### Data provided

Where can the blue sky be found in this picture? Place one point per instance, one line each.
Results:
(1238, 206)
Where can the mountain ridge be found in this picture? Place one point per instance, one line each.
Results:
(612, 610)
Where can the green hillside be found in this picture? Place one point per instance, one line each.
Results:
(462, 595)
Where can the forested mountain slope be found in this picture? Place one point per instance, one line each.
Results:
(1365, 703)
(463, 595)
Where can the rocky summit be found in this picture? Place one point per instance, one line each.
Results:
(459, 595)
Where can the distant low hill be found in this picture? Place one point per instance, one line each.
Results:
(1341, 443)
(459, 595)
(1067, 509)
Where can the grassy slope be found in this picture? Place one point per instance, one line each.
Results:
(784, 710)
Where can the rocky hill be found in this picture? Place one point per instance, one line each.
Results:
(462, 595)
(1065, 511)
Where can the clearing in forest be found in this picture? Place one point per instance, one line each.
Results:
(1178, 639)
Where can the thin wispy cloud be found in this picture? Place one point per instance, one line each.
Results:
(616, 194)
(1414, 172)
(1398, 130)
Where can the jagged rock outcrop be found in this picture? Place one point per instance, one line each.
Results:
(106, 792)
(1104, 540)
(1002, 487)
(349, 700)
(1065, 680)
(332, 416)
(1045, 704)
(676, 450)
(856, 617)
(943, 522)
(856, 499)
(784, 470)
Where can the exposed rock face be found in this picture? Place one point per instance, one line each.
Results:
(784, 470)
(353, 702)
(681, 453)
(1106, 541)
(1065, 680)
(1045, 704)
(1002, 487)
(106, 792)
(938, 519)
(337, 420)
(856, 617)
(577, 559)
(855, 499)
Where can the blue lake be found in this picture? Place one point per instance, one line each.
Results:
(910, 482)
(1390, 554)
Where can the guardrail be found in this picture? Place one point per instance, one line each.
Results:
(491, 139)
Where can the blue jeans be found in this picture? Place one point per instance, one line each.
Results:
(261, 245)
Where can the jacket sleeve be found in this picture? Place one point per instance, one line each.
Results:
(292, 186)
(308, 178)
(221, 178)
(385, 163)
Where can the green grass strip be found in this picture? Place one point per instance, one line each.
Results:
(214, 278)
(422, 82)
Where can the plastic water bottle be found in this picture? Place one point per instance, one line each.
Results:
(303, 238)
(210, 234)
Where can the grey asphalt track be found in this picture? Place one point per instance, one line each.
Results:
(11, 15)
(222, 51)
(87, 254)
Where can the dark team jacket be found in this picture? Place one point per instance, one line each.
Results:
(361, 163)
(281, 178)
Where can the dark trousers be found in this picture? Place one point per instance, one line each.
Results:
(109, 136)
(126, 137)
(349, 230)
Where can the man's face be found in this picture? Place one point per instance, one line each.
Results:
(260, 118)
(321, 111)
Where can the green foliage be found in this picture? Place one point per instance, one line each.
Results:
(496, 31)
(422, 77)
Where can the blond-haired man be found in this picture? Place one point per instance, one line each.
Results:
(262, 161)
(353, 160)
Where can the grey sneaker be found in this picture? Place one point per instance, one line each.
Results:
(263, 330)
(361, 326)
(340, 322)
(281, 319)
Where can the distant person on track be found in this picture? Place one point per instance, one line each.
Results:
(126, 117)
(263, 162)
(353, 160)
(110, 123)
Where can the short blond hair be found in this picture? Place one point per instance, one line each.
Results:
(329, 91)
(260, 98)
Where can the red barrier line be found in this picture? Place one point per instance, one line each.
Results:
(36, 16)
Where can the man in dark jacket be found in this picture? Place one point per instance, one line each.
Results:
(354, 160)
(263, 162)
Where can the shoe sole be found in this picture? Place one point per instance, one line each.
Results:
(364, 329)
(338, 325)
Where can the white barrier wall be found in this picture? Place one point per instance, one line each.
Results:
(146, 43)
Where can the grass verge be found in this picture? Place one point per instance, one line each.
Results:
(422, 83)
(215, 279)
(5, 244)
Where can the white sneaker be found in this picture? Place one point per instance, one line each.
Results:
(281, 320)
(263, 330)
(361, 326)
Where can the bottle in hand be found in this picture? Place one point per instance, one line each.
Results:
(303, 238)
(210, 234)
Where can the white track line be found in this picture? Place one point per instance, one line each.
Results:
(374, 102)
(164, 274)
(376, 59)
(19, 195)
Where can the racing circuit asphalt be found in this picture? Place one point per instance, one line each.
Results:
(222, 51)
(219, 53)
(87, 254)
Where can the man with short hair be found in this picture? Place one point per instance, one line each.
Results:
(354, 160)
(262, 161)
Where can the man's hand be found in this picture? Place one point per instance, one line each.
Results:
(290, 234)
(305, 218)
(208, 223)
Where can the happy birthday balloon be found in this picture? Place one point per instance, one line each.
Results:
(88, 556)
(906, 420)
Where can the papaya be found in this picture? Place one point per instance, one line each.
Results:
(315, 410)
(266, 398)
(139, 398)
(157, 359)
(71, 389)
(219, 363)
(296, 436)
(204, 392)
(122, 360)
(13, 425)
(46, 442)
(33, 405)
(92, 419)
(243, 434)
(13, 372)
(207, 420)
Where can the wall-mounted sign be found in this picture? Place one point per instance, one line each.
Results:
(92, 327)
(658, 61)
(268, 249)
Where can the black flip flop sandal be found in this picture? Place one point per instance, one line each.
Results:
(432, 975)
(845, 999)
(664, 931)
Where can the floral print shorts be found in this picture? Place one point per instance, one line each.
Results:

######

Directions - Reproduce all of the data above word for word, keeping every line in its original order.

Worked solution -
Where can the blue sky be found in this picture? Place one point per instance, one line each.
Results:
(1238, 206)
Where can the mountain ridge be found in this picture? Place one point per instance, one line each.
Results:
(612, 610)
Where can the green hillside be found in this picture? Place one point per instance, one line each.
Results:
(462, 595)
Where can the forested mountain slope be found in this picture? Place one point per instance, one line each.
Results:
(1365, 703)
(463, 595)
Where can the rocky summit be found in this picture? Place one point per instance, one line each.
Results:
(459, 595)
Where can the distant low hill be found in this picture? Place one point per instance, one line each.
Results:
(1341, 443)
(459, 595)
(1067, 509)
Where can the grassy slope be found in this picture? Place one point per instance, one line each.
Results:
(784, 710)
Where can the rocky hill be found in this picture? Place one point per instance, one line each.
Results:
(462, 595)
(1065, 511)
Where can the clearing in forest be found in this picture? Place one point per instance, one line each.
Results:
(1178, 639)
Where can the thin wispy cloud be found in this picture? Place one point per instance, one line each.
Results:
(616, 194)
(1414, 172)
(1398, 130)
Where can the jagged rock outcrop be found in this picture? Place one point per instance, one line each.
Results:
(106, 792)
(1104, 540)
(1002, 487)
(349, 700)
(1065, 680)
(332, 416)
(1045, 704)
(676, 450)
(856, 617)
(943, 522)
(856, 499)
(784, 470)
Where can the exposed rock face be found in this picture? Place one point per instance, one line each.
Results:
(784, 470)
(353, 702)
(681, 453)
(1106, 541)
(1065, 680)
(1045, 704)
(1002, 487)
(106, 792)
(938, 519)
(337, 420)
(856, 617)
(577, 559)
(855, 499)
Where can the blue lake be found in this picture? Place one point per instance, one line each.
Results:
(910, 482)
(1390, 554)
Where can the guardrail be found in this picture? Place one point per instance, one line each.
Results:
(491, 139)
Where can the blue jeans be found in this picture? Place one point per instance, one line each.
Results:
(261, 245)
Where can the jacket sleeve be found in this picture? Place one point per instance, one line each.
Results:
(292, 186)
(308, 178)
(221, 178)
(385, 163)
Where can the green grass strip be found in this picture? Place one point per instance, one line each.
Results:
(214, 278)
(422, 82)
Where can the plastic water bottle be found in this picture? Place one point per instance, one line each.
Results:
(303, 238)
(210, 234)
Where can the grey asphalt track be found in this picture? Place one point per instance, one line each.
Results:
(11, 15)
(222, 51)
(87, 254)
Where can the dark team jacket be found in this picture? Place one point per instance, one line each.
Results:
(361, 163)
(281, 178)
Where can the dark trousers be found in this picture? Place one point per instance, one line each.
Results:
(109, 136)
(126, 137)
(349, 230)
Where can the man's face be found in this picture? Place one point per instance, one line each.
Results:
(260, 118)
(321, 111)
Where can the green foliage be found in this picture? Place one point per instance, one line each.
Results:
(496, 31)
(422, 77)
Where can the blond-haired man be found in this picture? Place one point per instance, one line each.
Results:
(262, 161)
(353, 160)
Where can the grey sneaker be found in this picture? Place one point per instance, one line each.
Results:
(263, 330)
(361, 326)
(340, 322)
(281, 319)
Where can the distant person on track be found in this picture? Place one point per instance, one line each.
Results:
(126, 117)
(263, 162)
(353, 160)
(110, 123)
Where can the short blond hair be found in this picture? Place one point per instance, one line each.
Results:
(329, 91)
(260, 98)
Where can the red barrier line be found in this picture? Place one point per instance, one line each.
Results:
(36, 16)
Where can the man in dark jacket be found in this picture? Place one point per instance, one line each.
Results:
(354, 160)
(263, 162)
Where can the shoe sole be found in this picture? Place one point per instance, one line each.
Results:
(364, 329)
(338, 325)
Where can the white barrier wall be found in this picture? Place one point per instance, one line each.
Results:
(146, 43)
Where can the grass verge be found in this picture? Place one point per instance, one line each.
Results:
(422, 83)
(215, 279)
(5, 244)
Where can the white sneaker be found in this picture? Place one point per instance, one line each.
Results:
(281, 320)
(263, 330)
(361, 326)
Where can the bottle in hand be found in this picture? Place one point per instance, one line each.
Results:
(303, 238)
(210, 234)
Where can the white track line be found in this picture? Place one point per instance, one line each.
Results:
(374, 102)
(164, 274)
(376, 59)
(19, 195)
Where can the racing circuit asphalt be found in this picture? Place one point per instance, one line each.
Results:
(222, 51)
(219, 53)
(87, 254)
Where can the man with short hair be found in this picture? Place one point per instance, one line each.
Results:
(354, 160)
(262, 161)
Where can the man's hand be found in this picture? Place one point per instance, one line each.
Results:
(290, 234)
(305, 218)
(208, 223)
Where can the happy birthday balloon be found in this picture? Place one point per instance, one line each.
Results:
(88, 556)
(906, 420)
Where can the papaya be found in this picture? Place one point per instance, one line each.
Results:
(315, 410)
(266, 398)
(139, 398)
(157, 359)
(71, 389)
(219, 363)
(296, 436)
(204, 392)
(122, 360)
(13, 425)
(46, 442)
(33, 405)
(92, 419)
(243, 434)
(13, 372)
(207, 420)
Where can the wall-mounted sign be found in this picture? Place one point per instance, one line each.
Results:
(92, 327)
(658, 61)
(268, 249)
Where can the black flip flop sandal be found in this picture? Place one point per instance, one line each.
Results:
(432, 975)
(845, 999)
(664, 931)
Where can the floral print shorts be found in this picture? Place one point per instance, one line each.
Results:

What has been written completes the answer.